++++ QUOTED TEXT ++++
There may be cases where people collectively cause a morally significant outcome, but no individual act seems to make a difference, or at least enough of a difference to give them sufficient reason not to act as they do. Climate change is often portrayed as a case of this sort—a collective action problem of the grandest scale. The idea is that, holding what others do fixed, no individual agent has very weighty reason to reduce emissions, since any such behavioural change would not yield sufficient expected harm reduction to outweigh the costs to the agent. Consequently, no one of these individuals is accountable for the harms resulting from climate change (Kingston and Sinnot-Armstrong 2018). And yet the tragedy is that the simultaneous emissions reduction of many agents, yielding a large aggregate harm reduction, would easily warrant the costs borne by each of them to achieve this aim.
To clarify, the tragic-collective-action model of climate change does not depend on individuals making no significant difference at all to the expectation of harms due to climate change. Rather, it relies on the fact that, conditional on what others do, no individual makes enough expected difference to make it the case that they are morally required to bear the costs of reducing their emissions.
The claim that individuals are not making enough expected difference to climate-change related harms through their individual lifetime emissions has been contested (Broome 2012, 2019, Nolt 2011). But let us assume that this is the case – that individual actions to reduce emissions, when taken independently of others, impose costs on agents that exceed what they are morally required to bear for this purpose. Nonetheless, the question remains whether this is the right characterisation of the problem of climate change – why action on climate change does not and perhaps will not occur. To describe the problem of climate change in this way is to suggest a relatively ‘innocent’ explanation: while sufficiently many people care appropriately about climate change, each rightly judges their own contribution to solving the problem, taken independently of others, to be too trivial to make their conduct wrong. Call this the innocent collective action explanation. Here, however, we will consider a much less innocent model of the problem that, we think, may actually align better with agents’ actual preferences, in particular, models in which agents collude in the generation of harm, which we’ll call the culpable collective collusion explanation.
++++ INFORMATION PROVIDED ++++
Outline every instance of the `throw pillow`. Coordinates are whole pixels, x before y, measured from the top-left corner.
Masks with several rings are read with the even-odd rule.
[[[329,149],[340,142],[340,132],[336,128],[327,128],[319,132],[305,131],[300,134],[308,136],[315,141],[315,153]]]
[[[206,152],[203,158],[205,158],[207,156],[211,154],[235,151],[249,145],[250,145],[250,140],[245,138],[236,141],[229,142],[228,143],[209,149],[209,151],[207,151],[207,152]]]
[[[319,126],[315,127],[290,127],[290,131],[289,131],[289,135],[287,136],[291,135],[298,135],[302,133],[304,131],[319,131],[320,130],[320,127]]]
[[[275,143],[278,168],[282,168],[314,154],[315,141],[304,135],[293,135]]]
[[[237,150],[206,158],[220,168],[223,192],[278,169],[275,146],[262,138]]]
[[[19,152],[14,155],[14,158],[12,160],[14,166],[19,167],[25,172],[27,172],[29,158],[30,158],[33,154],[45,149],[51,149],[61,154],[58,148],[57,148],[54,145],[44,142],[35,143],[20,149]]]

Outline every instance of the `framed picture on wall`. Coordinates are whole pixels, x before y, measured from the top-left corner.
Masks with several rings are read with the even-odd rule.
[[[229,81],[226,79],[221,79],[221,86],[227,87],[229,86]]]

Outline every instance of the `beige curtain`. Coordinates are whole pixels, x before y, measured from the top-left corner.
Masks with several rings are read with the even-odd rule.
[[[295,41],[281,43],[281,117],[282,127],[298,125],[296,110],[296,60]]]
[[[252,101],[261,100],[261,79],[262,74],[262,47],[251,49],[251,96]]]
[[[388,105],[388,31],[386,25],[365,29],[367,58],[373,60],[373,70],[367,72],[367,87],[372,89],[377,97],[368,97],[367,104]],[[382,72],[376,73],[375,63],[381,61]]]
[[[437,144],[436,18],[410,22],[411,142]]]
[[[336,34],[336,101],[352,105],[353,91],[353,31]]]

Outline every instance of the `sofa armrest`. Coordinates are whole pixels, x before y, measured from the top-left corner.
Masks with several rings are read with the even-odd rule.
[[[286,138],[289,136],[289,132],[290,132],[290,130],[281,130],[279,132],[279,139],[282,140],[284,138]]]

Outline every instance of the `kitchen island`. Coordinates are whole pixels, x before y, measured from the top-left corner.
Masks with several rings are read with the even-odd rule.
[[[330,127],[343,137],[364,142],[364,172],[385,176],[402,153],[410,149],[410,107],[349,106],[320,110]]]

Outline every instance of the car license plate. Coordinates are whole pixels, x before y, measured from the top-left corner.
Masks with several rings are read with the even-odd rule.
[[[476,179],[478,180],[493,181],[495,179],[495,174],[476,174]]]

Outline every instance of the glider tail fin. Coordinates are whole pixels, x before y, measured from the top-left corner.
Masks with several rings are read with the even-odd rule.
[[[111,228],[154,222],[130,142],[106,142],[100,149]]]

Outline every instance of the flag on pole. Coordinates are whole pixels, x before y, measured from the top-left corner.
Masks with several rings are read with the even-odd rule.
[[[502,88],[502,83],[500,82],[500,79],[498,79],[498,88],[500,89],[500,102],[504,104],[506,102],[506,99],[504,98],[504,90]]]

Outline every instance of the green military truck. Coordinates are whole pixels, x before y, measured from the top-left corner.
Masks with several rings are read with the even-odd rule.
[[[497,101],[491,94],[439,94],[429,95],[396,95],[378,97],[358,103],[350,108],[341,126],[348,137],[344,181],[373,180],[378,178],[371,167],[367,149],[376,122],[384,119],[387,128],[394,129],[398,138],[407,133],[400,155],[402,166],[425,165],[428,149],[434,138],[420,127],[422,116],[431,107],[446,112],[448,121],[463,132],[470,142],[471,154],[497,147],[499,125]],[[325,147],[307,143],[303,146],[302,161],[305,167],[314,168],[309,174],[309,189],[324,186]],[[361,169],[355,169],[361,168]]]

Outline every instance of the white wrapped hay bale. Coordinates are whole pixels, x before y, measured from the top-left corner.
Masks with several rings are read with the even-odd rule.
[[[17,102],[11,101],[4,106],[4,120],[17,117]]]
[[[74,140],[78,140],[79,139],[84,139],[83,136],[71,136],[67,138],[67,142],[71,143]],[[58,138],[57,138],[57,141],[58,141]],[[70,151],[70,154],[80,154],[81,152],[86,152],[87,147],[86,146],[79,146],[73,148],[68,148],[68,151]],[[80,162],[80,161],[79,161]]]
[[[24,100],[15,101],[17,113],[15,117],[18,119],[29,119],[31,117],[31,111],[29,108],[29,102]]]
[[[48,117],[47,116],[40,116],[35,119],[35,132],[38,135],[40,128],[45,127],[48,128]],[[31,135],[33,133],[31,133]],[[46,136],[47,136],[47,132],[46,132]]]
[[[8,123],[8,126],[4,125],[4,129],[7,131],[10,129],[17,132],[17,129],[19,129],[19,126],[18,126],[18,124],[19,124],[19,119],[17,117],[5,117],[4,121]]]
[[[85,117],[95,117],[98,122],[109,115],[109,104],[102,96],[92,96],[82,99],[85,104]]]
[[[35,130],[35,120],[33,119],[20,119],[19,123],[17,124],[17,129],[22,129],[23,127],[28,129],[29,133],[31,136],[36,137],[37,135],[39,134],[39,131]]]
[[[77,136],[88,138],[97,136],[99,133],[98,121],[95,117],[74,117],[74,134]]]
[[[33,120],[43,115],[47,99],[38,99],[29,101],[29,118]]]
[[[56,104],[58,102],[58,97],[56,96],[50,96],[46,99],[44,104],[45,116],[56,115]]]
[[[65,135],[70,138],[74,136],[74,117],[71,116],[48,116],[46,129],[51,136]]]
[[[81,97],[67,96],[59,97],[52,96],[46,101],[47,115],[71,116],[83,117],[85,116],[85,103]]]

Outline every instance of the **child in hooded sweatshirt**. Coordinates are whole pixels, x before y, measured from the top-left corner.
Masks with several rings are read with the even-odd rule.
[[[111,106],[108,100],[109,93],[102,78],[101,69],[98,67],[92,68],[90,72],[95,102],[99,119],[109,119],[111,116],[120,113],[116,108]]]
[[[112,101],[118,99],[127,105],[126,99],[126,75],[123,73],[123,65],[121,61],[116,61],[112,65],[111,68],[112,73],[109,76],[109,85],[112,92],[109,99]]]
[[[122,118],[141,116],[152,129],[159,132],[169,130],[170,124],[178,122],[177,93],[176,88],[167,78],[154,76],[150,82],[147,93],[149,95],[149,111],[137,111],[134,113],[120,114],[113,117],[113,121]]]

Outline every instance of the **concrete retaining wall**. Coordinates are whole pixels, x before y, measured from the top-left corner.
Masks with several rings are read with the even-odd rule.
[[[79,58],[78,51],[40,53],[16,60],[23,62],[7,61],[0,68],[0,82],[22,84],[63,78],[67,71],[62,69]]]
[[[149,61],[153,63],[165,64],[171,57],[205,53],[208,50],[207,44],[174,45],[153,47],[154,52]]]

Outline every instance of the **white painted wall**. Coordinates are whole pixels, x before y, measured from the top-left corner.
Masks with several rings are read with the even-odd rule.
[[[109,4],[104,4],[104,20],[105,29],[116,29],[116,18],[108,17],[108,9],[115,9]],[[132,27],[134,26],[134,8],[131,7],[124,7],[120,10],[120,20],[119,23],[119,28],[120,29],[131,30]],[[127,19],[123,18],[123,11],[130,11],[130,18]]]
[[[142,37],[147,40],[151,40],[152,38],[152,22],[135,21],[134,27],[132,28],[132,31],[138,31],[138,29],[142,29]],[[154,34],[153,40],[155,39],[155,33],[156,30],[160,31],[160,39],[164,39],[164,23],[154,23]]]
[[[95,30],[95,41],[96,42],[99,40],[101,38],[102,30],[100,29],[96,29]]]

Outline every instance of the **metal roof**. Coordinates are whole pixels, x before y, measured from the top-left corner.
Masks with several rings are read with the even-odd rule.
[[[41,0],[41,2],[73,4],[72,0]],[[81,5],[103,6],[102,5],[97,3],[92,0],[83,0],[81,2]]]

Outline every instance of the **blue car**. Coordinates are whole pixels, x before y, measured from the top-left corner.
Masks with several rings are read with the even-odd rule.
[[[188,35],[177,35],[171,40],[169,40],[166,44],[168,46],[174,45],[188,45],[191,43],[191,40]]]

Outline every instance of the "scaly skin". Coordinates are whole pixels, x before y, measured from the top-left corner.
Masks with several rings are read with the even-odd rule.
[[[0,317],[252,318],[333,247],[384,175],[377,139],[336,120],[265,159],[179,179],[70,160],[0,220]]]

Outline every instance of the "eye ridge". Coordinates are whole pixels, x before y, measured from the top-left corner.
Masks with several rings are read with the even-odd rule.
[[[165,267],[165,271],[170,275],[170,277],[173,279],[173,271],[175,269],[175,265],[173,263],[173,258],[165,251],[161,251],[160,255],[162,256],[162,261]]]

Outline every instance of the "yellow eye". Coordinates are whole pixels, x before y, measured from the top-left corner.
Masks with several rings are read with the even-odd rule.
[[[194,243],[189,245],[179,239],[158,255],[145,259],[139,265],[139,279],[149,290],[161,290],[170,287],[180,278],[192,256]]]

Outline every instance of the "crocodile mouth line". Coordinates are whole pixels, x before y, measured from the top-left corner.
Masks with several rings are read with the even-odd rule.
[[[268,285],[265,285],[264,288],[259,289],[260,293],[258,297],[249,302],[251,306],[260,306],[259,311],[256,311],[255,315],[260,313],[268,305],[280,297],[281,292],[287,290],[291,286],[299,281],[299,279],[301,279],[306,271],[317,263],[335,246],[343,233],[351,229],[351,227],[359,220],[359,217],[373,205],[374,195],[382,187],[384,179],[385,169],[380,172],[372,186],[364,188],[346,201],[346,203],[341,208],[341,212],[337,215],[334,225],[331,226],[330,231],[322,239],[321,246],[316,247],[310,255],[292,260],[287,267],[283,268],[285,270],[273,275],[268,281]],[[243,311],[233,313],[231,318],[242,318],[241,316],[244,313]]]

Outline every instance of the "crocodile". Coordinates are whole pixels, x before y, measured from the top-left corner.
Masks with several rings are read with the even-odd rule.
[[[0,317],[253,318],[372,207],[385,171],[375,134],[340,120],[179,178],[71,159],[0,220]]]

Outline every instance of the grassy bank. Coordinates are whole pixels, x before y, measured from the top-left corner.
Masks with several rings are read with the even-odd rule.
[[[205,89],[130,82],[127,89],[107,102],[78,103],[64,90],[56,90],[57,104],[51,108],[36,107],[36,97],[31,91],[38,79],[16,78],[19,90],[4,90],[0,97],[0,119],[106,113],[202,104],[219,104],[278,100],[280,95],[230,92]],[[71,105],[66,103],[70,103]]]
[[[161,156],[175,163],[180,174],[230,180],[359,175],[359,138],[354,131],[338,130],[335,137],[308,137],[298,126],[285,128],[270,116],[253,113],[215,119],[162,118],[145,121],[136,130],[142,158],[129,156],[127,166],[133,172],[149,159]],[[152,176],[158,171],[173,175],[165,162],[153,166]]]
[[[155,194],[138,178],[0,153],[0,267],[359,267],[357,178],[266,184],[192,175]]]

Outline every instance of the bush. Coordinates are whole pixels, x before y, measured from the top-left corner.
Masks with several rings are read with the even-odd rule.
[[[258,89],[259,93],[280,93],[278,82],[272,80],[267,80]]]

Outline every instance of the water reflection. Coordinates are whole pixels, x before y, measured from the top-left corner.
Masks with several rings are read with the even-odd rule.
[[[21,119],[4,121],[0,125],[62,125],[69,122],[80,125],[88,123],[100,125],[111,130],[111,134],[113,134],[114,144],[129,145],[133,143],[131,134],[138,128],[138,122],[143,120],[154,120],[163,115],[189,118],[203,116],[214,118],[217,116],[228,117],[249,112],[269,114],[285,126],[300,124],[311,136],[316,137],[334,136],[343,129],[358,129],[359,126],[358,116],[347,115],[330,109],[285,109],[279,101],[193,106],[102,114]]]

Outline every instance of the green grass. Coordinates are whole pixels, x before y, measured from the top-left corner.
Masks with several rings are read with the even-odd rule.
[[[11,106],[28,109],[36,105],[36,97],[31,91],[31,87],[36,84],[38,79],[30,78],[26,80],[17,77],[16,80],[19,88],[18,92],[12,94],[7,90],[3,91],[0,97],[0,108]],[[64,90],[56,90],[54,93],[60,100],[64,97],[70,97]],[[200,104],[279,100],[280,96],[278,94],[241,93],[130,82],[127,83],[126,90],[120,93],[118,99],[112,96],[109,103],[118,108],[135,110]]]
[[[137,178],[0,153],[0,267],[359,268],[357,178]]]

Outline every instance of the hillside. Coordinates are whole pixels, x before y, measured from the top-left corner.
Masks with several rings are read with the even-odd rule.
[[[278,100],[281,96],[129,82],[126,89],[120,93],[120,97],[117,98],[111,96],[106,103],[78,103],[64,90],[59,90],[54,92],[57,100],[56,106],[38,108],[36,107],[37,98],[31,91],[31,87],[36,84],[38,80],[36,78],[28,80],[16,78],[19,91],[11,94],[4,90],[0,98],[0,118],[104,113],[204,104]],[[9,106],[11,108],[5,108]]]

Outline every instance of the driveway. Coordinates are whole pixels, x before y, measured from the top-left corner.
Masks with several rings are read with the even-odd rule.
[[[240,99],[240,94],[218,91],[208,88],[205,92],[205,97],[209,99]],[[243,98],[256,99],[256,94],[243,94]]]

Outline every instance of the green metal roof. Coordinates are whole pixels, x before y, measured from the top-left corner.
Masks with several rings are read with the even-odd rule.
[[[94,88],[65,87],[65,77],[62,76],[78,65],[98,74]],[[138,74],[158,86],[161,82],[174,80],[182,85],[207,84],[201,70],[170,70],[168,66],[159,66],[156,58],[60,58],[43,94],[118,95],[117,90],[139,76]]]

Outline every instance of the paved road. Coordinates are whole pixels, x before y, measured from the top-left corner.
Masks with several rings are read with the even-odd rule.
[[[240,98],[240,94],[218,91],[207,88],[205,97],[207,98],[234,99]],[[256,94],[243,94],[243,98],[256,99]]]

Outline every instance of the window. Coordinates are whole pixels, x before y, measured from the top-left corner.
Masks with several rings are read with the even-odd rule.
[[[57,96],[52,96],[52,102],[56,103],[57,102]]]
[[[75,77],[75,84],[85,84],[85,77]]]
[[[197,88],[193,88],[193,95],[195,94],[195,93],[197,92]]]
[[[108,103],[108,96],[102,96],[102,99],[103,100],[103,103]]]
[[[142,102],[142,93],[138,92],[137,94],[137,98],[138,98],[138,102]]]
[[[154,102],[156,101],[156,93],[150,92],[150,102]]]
++++
**THE EXERCISE**
Continue the passage on climate change and collective action from its last sentence.

**ANSWER**
The contrast between innocent collective action and culpable collective collusion explanations can be illuminated through an adaptation of Derek Parfit’s Harmless Torturers case (Parfit 1984, 80) to the twin cases of Innocent Torturers and Culpable Torturers as follows: In both cases, many individuals administer a very tiny pain via electric shock to a victim such that the aggregate effect is a very severe pain for the victim (for simplicity, let’s assume, in contrast to Parfit’s original case, that the difference each shock makes is perceptible, but slight). In Innocent Torturers, the situation is such that each of those causing the shocks is using some device that will cure their child of a mild headache. They each produce an electric shock yielding a tiny increase in pain for the victim as an unavoidable side effect. Holding fixed what others do, each judges, rightly (let’s say), that their own child’s cured headache can justify the increase in pain that they thereby inflict on the victim. However, in aggregate, the many cured headaches are not worth the resulting very severe pain of the victim (let’s say), and the participants are each sensitive to this moral fact. In Culpable Torturers, by contrast, the individuals involved have colluded in each administering shocks because they take delight in the victim experiencing severe pain and yet none of them are able to deliver this magnitude of pain single-handedly and so they must cooperate. (To make the cases objectively identical, one can further assume that a mere side effect of the severe pain, from the point of view of the participants, is that many children are relieved of headaches.) Note that in this case the fact that no-one of the individuals involved in the administration of the shocks makes much of a difference to the pain experienced by the victim does not shield them from accountability for the extreme pain he suffers. Indeed, if imposing high costs on each of the contributors in this case were a necessary means of protecting the victim from the harm they collectively cause him, it would seem permissible to do so.
While individual agents may not be so morally perverse as to seek climate change for its own sake, they may nonetheless inappropriately seek the benefits that a world with climate change brings them.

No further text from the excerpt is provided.